_SHORT TASK_
Rewrite the stretch of the listing below from its start through the line containing "top-left (178, 408), bottom-right (332, 485)", shifting every bounding-box coordinate in the answers up by 107 and leaving the "Return value like" lines unchanged. Omit the pictures.

* START INFORMATION SHOWN *

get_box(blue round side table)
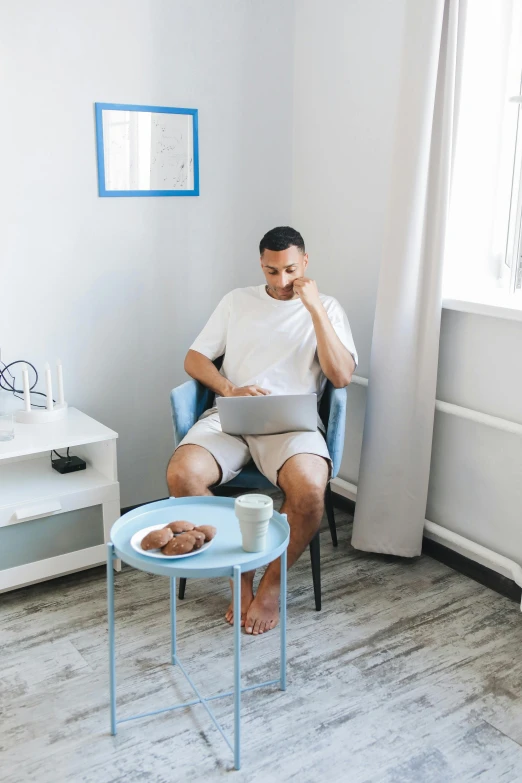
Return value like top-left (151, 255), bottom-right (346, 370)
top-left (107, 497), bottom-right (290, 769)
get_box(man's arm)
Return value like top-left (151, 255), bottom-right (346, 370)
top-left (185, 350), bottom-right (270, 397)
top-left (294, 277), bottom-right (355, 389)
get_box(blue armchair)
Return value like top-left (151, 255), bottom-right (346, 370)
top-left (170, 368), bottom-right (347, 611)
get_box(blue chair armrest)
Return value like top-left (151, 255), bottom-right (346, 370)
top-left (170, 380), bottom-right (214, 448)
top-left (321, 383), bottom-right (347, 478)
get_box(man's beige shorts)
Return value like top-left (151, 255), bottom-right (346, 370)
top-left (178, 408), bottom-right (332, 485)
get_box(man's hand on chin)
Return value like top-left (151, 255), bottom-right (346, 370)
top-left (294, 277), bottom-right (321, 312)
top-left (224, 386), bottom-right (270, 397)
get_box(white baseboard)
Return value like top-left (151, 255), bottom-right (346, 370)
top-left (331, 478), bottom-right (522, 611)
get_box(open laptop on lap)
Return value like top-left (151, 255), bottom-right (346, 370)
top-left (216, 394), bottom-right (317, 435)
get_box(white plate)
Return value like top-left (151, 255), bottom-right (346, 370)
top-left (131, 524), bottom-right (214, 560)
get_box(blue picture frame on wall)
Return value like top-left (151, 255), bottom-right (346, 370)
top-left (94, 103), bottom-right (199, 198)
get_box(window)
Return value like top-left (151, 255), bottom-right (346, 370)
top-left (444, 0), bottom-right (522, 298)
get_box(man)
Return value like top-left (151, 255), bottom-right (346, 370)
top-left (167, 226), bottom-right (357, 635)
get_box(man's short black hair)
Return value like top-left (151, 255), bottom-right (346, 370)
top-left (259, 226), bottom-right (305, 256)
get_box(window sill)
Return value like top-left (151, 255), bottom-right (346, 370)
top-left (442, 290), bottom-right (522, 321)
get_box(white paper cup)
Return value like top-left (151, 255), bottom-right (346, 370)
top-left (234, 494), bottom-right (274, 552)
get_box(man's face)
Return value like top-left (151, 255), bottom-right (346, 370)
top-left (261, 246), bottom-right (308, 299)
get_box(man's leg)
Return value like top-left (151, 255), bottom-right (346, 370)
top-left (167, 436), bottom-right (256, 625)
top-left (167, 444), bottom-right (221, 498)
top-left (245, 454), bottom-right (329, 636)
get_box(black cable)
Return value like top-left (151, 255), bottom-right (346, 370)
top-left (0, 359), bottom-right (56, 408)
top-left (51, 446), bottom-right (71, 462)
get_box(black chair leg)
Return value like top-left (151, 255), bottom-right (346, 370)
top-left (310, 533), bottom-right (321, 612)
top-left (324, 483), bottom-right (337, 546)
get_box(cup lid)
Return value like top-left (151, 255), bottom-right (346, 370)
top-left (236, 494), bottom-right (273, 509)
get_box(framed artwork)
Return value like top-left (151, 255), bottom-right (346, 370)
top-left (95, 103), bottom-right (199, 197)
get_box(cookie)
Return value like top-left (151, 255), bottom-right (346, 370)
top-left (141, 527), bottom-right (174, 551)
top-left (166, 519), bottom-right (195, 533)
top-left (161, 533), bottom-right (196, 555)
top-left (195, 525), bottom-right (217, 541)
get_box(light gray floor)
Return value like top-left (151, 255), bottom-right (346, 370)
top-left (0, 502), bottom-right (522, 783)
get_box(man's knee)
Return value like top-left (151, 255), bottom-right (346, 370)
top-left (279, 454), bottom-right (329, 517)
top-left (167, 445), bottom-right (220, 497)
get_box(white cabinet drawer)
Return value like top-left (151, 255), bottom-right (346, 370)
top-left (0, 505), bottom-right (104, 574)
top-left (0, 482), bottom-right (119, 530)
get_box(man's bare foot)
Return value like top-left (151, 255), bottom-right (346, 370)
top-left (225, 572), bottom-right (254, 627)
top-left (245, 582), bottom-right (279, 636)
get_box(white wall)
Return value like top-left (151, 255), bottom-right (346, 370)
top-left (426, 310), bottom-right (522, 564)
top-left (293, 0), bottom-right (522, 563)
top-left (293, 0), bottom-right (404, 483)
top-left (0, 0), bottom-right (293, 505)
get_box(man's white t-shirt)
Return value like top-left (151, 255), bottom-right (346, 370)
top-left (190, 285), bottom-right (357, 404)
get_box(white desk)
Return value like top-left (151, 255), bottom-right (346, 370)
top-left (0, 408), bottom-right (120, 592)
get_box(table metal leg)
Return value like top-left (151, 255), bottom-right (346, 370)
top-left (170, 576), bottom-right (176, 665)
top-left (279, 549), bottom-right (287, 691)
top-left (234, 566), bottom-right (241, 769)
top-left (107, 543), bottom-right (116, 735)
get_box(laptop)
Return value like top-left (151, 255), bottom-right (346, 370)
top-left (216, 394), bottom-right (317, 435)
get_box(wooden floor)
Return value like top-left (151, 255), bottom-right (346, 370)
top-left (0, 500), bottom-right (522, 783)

* END INFORMATION SHOWN *

_SOLUTION TO THE PROBLEM_
get_box(blue round side table)
Return value like top-left (151, 255), bottom-right (346, 370)
top-left (214, 604), bottom-right (397, 876)
get_box(man's arm)
Return value like top-left (151, 255), bottom-right (346, 370)
top-left (292, 457), bottom-right (377, 504)
top-left (401, 384), bottom-right (462, 496)
get_box(blue armchair)
Return value like top-left (151, 255), bottom-right (346, 370)
top-left (277, 475), bottom-right (454, 718)
get_box(blue chair armrest)
Return value like top-left (151, 255), bottom-right (346, 370)
top-left (277, 487), bottom-right (321, 555)
top-left (428, 490), bottom-right (454, 585)
get_box(man's beige shorts)
Return value like top-left (151, 255), bottom-right (346, 370)
top-left (285, 515), bottom-right (439, 592)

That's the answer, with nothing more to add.